▸ **Short task 1**
Answer these questions about the report below:
(a) Where and on what date was the report written?
(b) From which general did General Beauregard order the two regiments?
(c) About how many men on the right gave way?

▸ **Text**
◆ ◆ ◆
Numbers 303. Report of Captain W. T. Blakemore, Aide-de-Camp, C. S. Army, of operations June 16.1

AT MR. ANDERSON’S, Richmond, June 27, 1864.

MY DEAR GENERAL: Your telegram of yesterday evening asking for a full report in regard to placing two regiments on the 16th instant is at hand. I will give you every circumstance attending their movement so far as I know, but fear it will not be to you as satisfactory as you could wish. You remember sending me (while with you in the outer fortification) to stop the firing of a battery that was throwing shells in our midst. On my way back I saw General Beauregard, and informed him of our position and the want of support on our right, and asked him if he could not spare as much as regiments to post in the strip of woods to our rear, fronting west and perpendicular to our lines. He immediately ordered them from General Colquitt. The regiments were ready instantly. My horse being swamped, and the one General B[eauregard] sent for me not having arrived, the two regiments moved off in the direction I had indicated under the immediate guidance of Lieutenant Witherspoon, of Seventeenth and Twenty-third [Tennessee], who posted them in the strip of woods in rear of the houses. I am not informed my whom they were commanded or the part taken by them after being placed in position. They must have been under the immediate supervision of General Beauregard. Subsequently I saw General Hagood and asked him to throw his right parallel with the turnpike to resist the movement of the enemy on our flank. I think he placed it behind the houses, but it was not engaged, the enemy having retired before it got into position. I wish I could see you and give you a more full and lucid idea of what I saw and did. I am satisfied your command was never in so critical a position as it was shortly after it occupied the outer line of works, which we would certainly have abandoned but for your characteristic tenacity to hold what you get. You are not probably aware that at this juncture some 200 of your men on the right gave way and retired on the pike to a point beyond the strip of woods, where I afterward found them and brought them back to the command. They were mainly from the Forty fourth and Sixty-third [Tennessee]. Lieutenant Witherspoon may be able to give you further details. I regret I cannot give them more fully.
◆ ◆ ◆
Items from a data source
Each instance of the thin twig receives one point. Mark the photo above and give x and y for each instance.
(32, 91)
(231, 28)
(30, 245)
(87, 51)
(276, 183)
◆ ◆ ◆
▸ **Short task 2**
Arrange every line of the records above as a numbered list, leaving out any blank lines.

▸ **Written response 1**
(a) At Mr. Anderson's, Richmond, on June 27, 1864.
(b) General Colquitt.
(c) Some 200 men.

▸ **Written response 2**
1. Each instance of the thin twig receives one point. Mark the photo above and give x and y for each instance.
2. (32, 91)
3. (231, 28)
4. (30, 245)
5. (87, 51)
6. (276, 183)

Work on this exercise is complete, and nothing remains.